-------- RECORDS --------
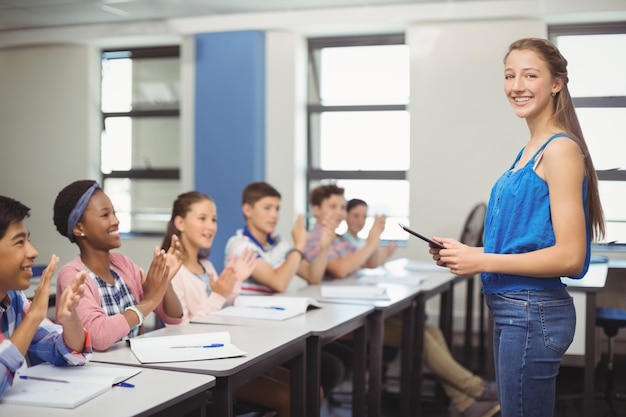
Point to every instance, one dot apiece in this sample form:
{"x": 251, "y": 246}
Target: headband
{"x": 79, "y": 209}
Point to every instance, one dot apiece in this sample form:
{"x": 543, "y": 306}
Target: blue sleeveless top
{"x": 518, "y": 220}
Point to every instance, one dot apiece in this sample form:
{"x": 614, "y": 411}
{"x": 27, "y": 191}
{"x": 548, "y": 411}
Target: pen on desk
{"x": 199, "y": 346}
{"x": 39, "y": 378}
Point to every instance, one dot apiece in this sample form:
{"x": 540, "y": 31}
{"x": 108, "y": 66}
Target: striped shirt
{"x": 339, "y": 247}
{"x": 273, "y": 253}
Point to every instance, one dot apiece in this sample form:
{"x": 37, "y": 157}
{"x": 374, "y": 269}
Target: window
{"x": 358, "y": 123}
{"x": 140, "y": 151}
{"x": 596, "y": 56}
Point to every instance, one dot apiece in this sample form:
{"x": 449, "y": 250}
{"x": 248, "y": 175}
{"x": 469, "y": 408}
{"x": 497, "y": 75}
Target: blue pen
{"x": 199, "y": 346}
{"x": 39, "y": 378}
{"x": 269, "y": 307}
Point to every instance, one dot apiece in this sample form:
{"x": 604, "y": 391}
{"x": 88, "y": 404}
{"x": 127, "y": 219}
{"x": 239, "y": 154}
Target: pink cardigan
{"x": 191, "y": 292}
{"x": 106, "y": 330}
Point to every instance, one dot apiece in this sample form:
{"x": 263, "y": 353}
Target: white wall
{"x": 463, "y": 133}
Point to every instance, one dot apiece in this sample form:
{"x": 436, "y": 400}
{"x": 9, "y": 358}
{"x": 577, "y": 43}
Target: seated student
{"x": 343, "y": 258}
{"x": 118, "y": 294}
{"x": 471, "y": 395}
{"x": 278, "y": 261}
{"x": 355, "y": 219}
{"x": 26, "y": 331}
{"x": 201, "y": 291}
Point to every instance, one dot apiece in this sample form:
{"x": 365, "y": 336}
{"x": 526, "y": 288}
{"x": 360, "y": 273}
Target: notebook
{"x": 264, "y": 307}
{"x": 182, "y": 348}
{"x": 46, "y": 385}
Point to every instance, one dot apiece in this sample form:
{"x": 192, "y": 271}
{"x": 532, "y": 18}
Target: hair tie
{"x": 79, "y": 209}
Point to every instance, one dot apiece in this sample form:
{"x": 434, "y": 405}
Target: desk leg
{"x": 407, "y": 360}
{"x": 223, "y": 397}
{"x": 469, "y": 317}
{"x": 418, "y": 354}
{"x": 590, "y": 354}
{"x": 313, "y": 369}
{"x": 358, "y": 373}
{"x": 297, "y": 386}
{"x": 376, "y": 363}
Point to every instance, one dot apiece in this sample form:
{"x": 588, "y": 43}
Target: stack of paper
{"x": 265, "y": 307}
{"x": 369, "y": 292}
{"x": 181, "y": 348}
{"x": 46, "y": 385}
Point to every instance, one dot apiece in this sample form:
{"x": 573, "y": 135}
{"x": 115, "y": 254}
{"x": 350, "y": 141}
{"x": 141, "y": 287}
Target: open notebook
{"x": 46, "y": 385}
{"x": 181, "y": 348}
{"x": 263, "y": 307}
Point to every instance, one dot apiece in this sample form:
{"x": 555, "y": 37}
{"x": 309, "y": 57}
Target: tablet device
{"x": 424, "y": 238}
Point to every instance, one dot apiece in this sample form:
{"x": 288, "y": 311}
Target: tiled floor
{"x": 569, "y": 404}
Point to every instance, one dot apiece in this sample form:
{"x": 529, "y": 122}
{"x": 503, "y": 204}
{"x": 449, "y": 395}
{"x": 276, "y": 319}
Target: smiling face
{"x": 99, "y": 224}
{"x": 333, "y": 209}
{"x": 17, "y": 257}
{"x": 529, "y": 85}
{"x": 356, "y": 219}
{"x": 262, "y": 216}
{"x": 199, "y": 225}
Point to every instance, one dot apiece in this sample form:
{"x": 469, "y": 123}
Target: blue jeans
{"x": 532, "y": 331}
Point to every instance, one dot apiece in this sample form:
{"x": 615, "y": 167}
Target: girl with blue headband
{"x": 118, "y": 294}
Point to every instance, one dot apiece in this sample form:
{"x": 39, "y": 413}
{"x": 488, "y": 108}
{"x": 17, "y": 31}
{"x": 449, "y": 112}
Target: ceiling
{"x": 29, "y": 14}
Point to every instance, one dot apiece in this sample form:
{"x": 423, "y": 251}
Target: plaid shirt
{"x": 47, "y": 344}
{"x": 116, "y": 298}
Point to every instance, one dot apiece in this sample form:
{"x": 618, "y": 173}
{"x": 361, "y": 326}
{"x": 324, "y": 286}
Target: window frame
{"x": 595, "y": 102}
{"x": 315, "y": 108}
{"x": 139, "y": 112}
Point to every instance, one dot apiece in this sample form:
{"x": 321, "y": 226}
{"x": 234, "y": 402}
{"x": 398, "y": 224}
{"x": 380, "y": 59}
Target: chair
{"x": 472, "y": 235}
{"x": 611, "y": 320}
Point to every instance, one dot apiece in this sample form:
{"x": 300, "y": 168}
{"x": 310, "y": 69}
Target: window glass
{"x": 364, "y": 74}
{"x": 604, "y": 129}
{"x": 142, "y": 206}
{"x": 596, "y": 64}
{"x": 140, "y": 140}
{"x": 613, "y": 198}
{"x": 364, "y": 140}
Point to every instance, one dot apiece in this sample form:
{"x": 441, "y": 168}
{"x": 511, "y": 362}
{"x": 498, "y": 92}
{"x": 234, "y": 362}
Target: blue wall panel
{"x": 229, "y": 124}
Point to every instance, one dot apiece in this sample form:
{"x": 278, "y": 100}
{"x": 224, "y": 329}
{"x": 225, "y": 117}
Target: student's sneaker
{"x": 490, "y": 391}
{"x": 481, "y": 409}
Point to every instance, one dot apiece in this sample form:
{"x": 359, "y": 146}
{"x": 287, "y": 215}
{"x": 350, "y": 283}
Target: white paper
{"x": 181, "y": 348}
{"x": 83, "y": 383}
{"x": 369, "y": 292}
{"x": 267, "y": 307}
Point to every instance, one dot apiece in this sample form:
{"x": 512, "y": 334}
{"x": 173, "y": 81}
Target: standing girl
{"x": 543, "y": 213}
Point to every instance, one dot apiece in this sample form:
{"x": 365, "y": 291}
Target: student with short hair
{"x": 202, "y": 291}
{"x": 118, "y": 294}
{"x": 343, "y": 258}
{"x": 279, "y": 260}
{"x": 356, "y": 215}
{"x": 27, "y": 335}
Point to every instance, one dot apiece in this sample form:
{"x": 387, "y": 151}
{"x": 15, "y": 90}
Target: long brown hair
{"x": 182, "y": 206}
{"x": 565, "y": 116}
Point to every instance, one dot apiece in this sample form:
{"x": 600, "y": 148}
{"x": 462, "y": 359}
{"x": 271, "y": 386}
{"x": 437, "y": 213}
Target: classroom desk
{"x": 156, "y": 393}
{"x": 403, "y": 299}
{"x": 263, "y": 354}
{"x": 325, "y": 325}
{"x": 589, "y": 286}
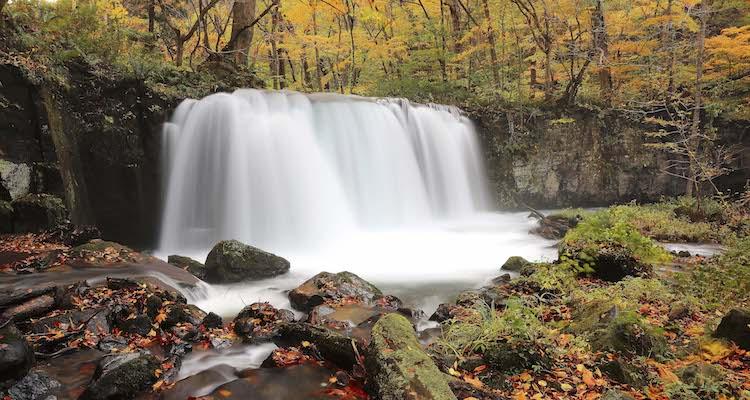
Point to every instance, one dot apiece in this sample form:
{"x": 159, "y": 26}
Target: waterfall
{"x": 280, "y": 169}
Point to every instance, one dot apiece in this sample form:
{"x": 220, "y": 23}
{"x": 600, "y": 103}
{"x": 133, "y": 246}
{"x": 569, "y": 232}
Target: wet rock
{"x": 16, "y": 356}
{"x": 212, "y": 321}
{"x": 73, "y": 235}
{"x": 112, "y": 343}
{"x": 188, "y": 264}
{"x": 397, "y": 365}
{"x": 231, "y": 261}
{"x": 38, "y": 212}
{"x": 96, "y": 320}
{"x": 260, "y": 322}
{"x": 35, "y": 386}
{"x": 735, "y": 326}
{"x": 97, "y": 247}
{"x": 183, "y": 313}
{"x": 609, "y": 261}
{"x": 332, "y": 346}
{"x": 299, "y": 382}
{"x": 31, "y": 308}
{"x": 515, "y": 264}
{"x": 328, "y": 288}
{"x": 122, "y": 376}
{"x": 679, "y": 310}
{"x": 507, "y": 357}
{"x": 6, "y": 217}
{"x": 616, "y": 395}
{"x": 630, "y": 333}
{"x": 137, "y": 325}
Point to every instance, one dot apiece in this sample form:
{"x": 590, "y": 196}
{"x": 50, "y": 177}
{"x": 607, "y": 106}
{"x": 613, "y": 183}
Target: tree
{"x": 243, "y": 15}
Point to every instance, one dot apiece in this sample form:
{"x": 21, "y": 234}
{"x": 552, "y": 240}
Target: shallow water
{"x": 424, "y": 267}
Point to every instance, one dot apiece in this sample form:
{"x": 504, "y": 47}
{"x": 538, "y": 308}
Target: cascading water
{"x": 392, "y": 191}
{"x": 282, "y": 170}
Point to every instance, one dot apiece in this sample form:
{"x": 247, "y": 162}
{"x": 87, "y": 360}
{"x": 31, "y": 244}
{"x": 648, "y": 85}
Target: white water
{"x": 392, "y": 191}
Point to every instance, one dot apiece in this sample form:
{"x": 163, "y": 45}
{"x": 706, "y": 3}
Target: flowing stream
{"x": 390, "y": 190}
--------
-------- RECORDS --------
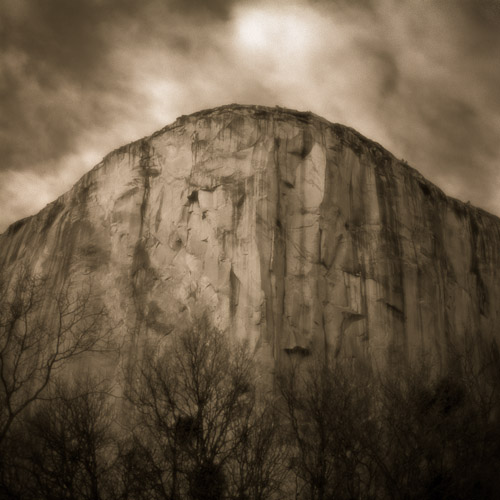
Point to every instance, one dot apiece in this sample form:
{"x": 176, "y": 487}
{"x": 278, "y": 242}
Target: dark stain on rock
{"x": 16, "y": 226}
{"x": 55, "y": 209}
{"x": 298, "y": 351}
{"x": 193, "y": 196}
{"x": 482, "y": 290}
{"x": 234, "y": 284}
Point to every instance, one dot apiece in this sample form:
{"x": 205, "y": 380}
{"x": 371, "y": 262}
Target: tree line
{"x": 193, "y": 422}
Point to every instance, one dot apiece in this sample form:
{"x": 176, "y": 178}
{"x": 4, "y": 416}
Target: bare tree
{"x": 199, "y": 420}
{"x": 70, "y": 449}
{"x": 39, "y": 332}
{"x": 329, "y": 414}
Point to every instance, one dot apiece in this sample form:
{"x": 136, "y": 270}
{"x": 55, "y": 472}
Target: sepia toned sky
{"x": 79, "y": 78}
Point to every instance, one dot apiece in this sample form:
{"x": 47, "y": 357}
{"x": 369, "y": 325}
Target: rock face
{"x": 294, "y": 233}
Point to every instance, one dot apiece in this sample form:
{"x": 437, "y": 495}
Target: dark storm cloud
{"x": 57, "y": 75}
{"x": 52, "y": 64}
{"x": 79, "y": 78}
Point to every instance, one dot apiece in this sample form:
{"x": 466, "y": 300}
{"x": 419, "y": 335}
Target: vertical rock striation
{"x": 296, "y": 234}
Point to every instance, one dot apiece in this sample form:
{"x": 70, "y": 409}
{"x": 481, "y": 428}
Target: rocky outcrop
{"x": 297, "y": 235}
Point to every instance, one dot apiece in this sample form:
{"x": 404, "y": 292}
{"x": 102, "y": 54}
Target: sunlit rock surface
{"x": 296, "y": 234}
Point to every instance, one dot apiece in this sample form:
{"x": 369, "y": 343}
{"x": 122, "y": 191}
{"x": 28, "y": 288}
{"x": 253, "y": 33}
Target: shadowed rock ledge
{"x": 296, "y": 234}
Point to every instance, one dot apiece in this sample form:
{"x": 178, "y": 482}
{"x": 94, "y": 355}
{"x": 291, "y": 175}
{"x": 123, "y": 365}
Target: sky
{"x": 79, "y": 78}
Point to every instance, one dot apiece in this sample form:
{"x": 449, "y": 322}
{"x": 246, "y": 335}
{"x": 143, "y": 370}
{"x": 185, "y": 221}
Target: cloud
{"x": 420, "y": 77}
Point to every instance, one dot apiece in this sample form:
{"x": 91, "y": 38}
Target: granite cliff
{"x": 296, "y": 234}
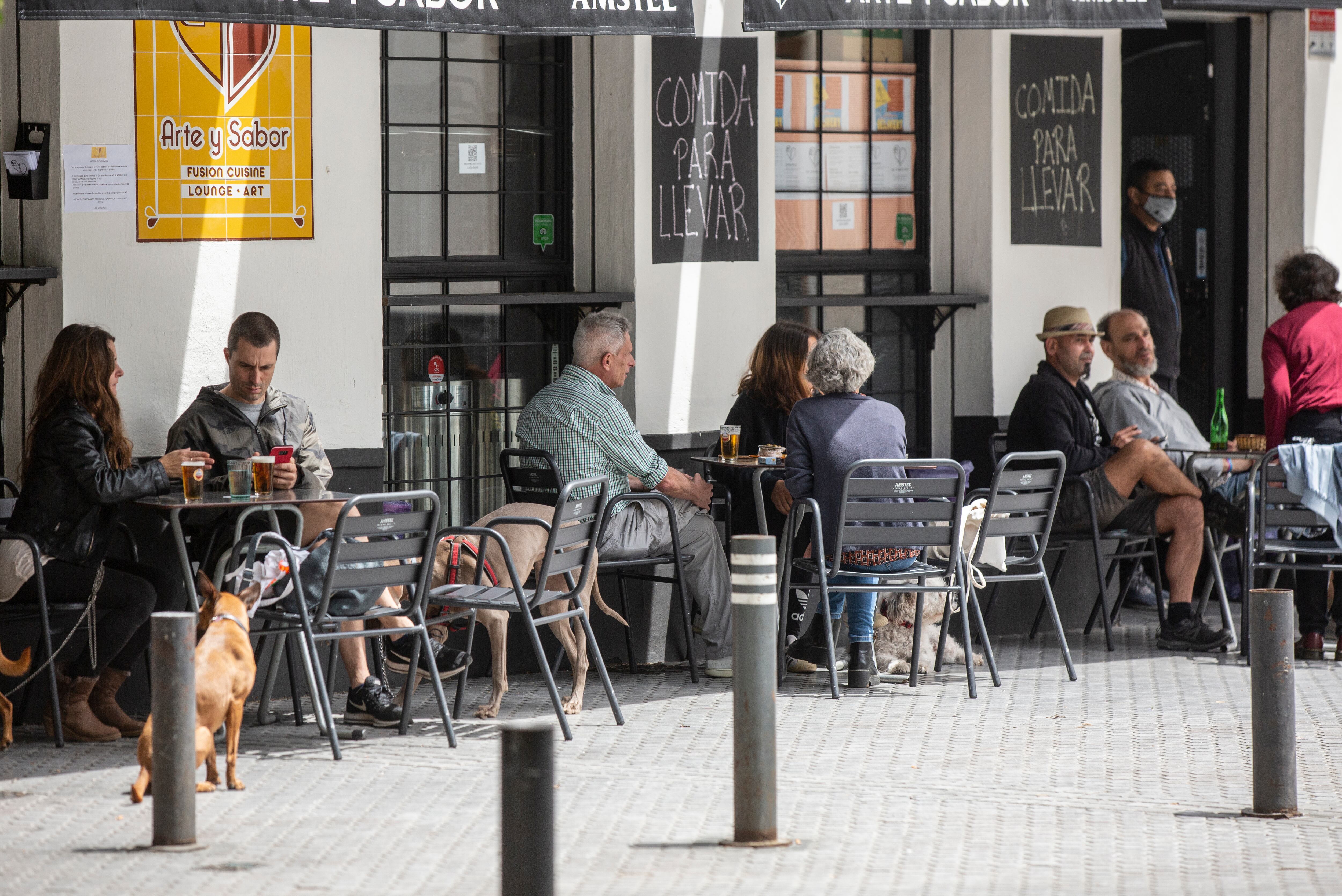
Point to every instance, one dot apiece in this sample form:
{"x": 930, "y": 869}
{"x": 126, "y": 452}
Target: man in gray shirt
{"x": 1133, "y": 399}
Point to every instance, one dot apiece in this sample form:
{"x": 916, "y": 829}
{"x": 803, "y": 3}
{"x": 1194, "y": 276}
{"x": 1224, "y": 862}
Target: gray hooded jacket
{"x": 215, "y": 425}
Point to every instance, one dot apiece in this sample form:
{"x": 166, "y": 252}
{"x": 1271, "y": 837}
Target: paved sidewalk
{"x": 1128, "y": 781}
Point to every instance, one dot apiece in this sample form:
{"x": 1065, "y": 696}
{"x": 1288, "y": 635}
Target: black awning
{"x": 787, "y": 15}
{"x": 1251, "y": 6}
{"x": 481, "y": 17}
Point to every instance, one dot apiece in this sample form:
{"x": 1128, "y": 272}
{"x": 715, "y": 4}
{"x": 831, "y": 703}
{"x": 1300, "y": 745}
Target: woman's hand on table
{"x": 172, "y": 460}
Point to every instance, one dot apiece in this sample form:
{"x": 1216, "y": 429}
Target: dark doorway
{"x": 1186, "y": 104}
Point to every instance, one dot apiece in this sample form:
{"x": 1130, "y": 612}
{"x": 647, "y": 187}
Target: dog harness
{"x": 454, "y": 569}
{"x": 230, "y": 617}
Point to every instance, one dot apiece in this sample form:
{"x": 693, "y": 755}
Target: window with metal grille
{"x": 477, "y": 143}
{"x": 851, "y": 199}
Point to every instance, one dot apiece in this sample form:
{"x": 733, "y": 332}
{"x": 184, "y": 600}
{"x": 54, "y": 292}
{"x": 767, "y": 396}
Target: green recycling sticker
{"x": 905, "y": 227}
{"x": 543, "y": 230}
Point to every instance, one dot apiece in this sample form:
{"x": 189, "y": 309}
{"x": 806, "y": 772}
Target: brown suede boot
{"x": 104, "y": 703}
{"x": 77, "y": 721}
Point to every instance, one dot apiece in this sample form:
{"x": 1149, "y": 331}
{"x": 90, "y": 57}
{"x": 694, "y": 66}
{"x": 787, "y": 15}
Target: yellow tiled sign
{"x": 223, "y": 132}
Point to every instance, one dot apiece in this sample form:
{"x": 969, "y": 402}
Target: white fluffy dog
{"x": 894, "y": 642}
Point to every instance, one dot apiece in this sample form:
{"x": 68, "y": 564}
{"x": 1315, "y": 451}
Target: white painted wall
--------
-------- RECORDS --------
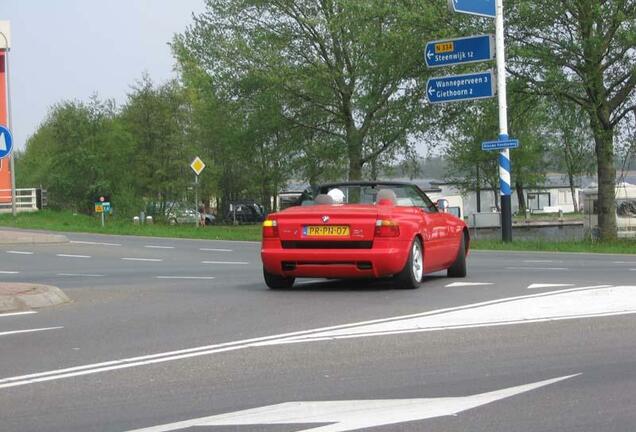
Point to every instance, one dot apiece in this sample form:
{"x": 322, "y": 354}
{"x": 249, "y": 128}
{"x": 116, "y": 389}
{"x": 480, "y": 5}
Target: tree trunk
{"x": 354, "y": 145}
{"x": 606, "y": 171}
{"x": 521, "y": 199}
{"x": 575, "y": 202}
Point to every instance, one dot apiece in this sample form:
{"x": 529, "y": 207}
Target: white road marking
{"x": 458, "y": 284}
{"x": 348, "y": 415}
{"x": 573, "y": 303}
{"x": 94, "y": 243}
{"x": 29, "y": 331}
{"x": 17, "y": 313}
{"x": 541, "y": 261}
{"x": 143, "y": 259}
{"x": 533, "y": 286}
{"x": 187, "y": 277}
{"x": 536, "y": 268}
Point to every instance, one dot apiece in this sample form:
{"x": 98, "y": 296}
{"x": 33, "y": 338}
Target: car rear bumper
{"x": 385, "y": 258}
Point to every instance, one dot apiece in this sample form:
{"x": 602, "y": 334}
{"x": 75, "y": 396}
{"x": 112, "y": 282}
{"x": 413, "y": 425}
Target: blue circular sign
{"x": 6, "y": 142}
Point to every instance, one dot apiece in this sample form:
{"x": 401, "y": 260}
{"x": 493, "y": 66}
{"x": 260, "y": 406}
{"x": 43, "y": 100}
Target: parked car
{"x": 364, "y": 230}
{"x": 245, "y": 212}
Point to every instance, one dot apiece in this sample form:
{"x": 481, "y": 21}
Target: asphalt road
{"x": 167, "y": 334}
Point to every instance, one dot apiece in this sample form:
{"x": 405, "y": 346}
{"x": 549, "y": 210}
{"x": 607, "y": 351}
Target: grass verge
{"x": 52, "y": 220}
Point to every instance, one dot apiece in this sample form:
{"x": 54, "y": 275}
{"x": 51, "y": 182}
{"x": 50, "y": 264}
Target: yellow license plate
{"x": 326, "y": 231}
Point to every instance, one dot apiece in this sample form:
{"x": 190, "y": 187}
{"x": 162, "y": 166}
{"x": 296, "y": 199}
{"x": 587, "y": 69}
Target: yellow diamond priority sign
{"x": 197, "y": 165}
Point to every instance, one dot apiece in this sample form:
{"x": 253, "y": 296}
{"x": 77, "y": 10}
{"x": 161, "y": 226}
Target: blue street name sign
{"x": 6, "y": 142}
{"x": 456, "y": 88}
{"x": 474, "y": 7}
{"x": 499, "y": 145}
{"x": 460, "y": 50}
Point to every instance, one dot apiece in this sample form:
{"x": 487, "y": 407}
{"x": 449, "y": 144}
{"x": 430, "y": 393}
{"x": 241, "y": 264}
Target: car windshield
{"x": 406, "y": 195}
--------
▸ SHORT PROBLEM: Copy every line in the records above that contains the string "sign". Treat the match as case-sensitive.

▸ ANSWER TO THIS EXERCISE:
Target: yellow tiled sign
Target: blue circular sign
Target: yellow diamond priority sign
Target: blue street name sign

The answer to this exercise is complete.